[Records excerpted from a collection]
══════════
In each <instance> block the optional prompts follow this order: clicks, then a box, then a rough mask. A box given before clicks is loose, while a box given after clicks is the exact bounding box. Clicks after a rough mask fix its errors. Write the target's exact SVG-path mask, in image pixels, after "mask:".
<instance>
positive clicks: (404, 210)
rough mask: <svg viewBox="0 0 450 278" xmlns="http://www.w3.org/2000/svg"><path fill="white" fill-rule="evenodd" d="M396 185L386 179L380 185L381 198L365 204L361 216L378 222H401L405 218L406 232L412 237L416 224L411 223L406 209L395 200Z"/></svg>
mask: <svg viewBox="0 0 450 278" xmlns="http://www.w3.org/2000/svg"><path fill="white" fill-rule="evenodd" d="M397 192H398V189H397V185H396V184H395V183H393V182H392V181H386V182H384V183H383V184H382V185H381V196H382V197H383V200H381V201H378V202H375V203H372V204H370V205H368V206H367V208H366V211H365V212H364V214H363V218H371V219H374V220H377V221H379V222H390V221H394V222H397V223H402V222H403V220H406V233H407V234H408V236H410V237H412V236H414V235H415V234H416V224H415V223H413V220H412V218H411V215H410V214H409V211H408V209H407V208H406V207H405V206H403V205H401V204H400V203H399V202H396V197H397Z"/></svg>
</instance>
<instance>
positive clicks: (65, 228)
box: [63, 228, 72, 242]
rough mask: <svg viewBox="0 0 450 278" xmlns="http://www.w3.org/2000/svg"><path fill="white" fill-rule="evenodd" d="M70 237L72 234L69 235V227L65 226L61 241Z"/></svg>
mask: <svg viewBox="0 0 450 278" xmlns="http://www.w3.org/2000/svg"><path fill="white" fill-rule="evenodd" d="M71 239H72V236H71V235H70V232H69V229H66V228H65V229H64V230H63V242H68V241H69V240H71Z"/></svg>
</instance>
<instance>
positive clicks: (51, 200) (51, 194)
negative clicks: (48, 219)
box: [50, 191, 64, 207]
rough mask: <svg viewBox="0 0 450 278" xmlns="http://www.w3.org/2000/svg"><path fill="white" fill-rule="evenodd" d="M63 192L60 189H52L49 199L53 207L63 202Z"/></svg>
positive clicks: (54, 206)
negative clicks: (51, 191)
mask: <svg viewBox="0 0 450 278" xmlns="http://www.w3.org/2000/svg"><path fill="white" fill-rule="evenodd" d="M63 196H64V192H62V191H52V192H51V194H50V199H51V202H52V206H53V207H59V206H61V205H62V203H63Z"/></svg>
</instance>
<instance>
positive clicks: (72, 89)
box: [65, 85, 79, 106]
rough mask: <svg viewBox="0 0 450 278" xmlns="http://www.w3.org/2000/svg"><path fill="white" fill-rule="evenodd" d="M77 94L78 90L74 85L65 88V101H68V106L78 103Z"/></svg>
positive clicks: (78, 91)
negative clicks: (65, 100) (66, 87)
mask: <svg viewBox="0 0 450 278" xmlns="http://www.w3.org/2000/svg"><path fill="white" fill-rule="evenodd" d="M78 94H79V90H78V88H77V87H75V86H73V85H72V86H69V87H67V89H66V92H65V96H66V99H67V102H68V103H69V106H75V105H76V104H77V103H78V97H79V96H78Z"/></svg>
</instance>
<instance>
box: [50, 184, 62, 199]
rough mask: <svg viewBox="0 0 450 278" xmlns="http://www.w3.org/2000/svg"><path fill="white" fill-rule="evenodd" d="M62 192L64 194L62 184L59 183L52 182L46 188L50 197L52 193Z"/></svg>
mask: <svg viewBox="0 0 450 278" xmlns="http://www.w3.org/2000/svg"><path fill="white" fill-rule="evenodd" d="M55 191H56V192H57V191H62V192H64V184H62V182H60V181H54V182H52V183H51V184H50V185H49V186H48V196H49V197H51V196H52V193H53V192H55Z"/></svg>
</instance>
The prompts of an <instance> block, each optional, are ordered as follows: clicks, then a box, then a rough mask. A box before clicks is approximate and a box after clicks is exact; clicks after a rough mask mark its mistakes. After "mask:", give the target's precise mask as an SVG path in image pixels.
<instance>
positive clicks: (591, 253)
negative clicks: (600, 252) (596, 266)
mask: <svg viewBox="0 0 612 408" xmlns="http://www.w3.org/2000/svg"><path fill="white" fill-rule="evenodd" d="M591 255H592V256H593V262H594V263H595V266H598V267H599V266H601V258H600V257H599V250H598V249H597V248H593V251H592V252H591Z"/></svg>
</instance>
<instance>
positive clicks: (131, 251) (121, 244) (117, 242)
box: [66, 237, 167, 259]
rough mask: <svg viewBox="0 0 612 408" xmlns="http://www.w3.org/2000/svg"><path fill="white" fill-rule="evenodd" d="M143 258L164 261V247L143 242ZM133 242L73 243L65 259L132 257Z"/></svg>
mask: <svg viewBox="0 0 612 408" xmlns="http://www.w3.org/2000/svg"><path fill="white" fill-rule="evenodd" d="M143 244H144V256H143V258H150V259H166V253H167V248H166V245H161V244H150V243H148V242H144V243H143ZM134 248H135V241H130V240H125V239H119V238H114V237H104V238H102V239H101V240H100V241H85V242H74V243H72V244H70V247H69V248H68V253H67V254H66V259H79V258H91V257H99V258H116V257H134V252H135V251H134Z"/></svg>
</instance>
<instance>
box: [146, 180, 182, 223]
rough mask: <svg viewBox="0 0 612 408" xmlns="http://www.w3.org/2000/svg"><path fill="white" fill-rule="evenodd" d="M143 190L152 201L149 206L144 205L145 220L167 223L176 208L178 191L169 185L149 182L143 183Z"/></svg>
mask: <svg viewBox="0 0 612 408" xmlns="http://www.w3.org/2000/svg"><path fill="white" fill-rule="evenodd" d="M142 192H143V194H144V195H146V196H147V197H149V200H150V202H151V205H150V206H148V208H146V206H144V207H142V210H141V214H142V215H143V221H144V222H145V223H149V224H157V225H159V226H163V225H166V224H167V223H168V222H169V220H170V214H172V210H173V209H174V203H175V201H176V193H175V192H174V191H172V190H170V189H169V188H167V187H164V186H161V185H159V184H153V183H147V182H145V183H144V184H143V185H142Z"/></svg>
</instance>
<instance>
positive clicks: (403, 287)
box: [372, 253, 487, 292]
══════════
▶ What needs to be done
This exercise requires all the entries to be written out again exactly.

▶ Task response
In each <instance> block the optional prompts follow this order: clicks, then a box, then a rough mask. A box given before clicks is loose, while a box given after clicks is the exact bounding box. Clicks after a rough mask fix its errors. Write the target's exact SVG-path mask, in image pixels, after "mask:".
<instance>
positive clicks: (404, 210)
rough mask: <svg viewBox="0 0 450 278" xmlns="http://www.w3.org/2000/svg"><path fill="white" fill-rule="evenodd" d="M396 185L386 179L380 185L381 198L365 204L361 216L378 222H401L405 218L406 232L412 237L416 224L411 223L406 209L395 200Z"/></svg>
mask: <svg viewBox="0 0 450 278" xmlns="http://www.w3.org/2000/svg"><path fill="white" fill-rule="evenodd" d="M397 192H398V189H397V185H396V184H395V183H393V182H392V181H386V182H384V183H383V184H382V185H381V196H382V197H383V200H381V201H378V202H375V203H372V204H370V205H368V206H367V208H366V211H365V212H364V214H363V218H371V219H374V220H377V221H379V222H390V221H394V222H397V223H402V222H403V220H406V233H407V234H408V236H410V237H412V236H414V235H415V234H416V224H415V223H413V220H412V218H411V215H410V214H409V211H408V209H407V208H406V207H405V206H403V205H401V204H400V203H399V202H396V197H397Z"/></svg>
</instance>
<instance>
positive clicks: (65, 228)
box: [63, 228, 72, 242]
rough mask: <svg viewBox="0 0 450 278" xmlns="http://www.w3.org/2000/svg"><path fill="white" fill-rule="evenodd" d="M70 237L72 234L69 235V227L65 226L61 241Z"/></svg>
mask: <svg viewBox="0 0 450 278" xmlns="http://www.w3.org/2000/svg"><path fill="white" fill-rule="evenodd" d="M71 239H72V236H71V235H70V232H69V229H66V228H65V229H64V230H63V242H68V241H69V240H71Z"/></svg>
</instance>
<instance>
positive clicks: (51, 200) (51, 194)
negative clicks: (48, 219)
box: [50, 191, 64, 207]
rough mask: <svg viewBox="0 0 450 278" xmlns="http://www.w3.org/2000/svg"><path fill="white" fill-rule="evenodd" d="M63 192L60 189H52L49 199L53 207L63 202Z"/></svg>
positive clicks: (54, 206)
negative clicks: (51, 191)
mask: <svg viewBox="0 0 450 278" xmlns="http://www.w3.org/2000/svg"><path fill="white" fill-rule="evenodd" d="M63 196H64V192H62V191H52V192H51V194H50V199H51V202H52V206H53V207H59V206H61V205H62V203H63Z"/></svg>
</instance>
<instance>
positive clicks: (72, 89)
box: [65, 85, 79, 106]
rough mask: <svg viewBox="0 0 450 278" xmlns="http://www.w3.org/2000/svg"><path fill="white" fill-rule="evenodd" d="M77 94L78 90L74 85L65 88V101H68V106L78 103Z"/></svg>
positive clicks: (78, 91)
negative clicks: (65, 100) (66, 87)
mask: <svg viewBox="0 0 450 278" xmlns="http://www.w3.org/2000/svg"><path fill="white" fill-rule="evenodd" d="M78 94H79V90H78V88H77V87H75V86H73V85H72V86H69V87H67V89H66V92H65V96H66V99H67V102H68V103H69V106H75V105H76V104H77V103H78V97H79V96H78Z"/></svg>
</instance>
<instance>
box: [50, 184, 62, 199]
rough mask: <svg viewBox="0 0 450 278" xmlns="http://www.w3.org/2000/svg"><path fill="white" fill-rule="evenodd" d="M62 192L64 194L62 184L59 183L52 182L46 188L50 197L52 193Z"/></svg>
mask: <svg viewBox="0 0 450 278" xmlns="http://www.w3.org/2000/svg"><path fill="white" fill-rule="evenodd" d="M55 191H56V192H57V191H62V192H64V184H62V182H60V181H54V182H52V183H51V184H50V185H49V186H48V196H49V197H51V196H52V193H53V192H55Z"/></svg>
</instance>
The prompts of an <instance> block, each optional, are ordered as follows: clicks, then a box, then a rough mask. A box before clicks is approximate and a box after clicks is exact; clicks after a rough mask mark its mistakes. After "mask:", give the target's precise mask as an SVG path in image pixels.
<instance>
positive clicks: (591, 253)
negative clicks: (600, 252) (596, 266)
mask: <svg viewBox="0 0 612 408" xmlns="http://www.w3.org/2000/svg"><path fill="white" fill-rule="evenodd" d="M591 255H592V256H593V262H594V263H595V266H598V267H599V266H601V258H600V257H599V250H598V249H597V248H593V251H592V252H591Z"/></svg>
</instance>
<instance>
positive clicks: (131, 251) (121, 244) (117, 242)
box: [66, 237, 167, 259]
rough mask: <svg viewBox="0 0 612 408" xmlns="http://www.w3.org/2000/svg"><path fill="white" fill-rule="evenodd" d="M143 258L164 261V247L143 242ZM133 242L73 243L65 259L132 257Z"/></svg>
mask: <svg viewBox="0 0 612 408" xmlns="http://www.w3.org/2000/svg"><path fill="white" fill-rule="evenodd" d="M143 244H144V256H143V258H150V259H166V253H167V248H166V245H161V244H150V243H148V242H144V243H143ZM134 248H135V241H130V240H125V239H119V238H114V237H104V238H102V239H101V240H100V241H85V242H74V243H72V244H70V247H69V248H68V253H67V254H66V259H79V258H91V257H99V258H116V257H134V252H135V251H134Z"/></svg>
</instance>
<instance>
box: [146, 180, 182, 223]
rough mask: <svg viewBox="0 0 612 408" xmlns="http://www.w3.org/2000/svg"><path fill="white" fill-rule="evenodd" d="M143 190L152 201L149 206L144 205L145 220L167 223L176 208L178 191L169 185L149 182L143 183Z"/></svg>
mask: <svg viewBox="0 0 612 408" xmlns="http://www.w3.org/2000/svg"><path fill="white" fill-rule="evenodd" d="M142 192H143V194H144V195H146V196H147V197H149V200H150V202H151V205H150V206H148V208H146V206H144V207H142V210H141V214H142V215H143V221H144V222H145V223H149V224H157V225H159V226H163V225H166V224H167V223H168V222H169V220H170V214H172V210H173V209H174V203H175V201H176V193H175V192H174V191H172V190H170V189H169V188H167V187H164V186H161V185H159V184H153V183H147V182H145V183H144V184H143V185H142Z"/></svg>
</instance>
<instance>
positive clicks: (403, 287)
box: [372, 253, 487, 292]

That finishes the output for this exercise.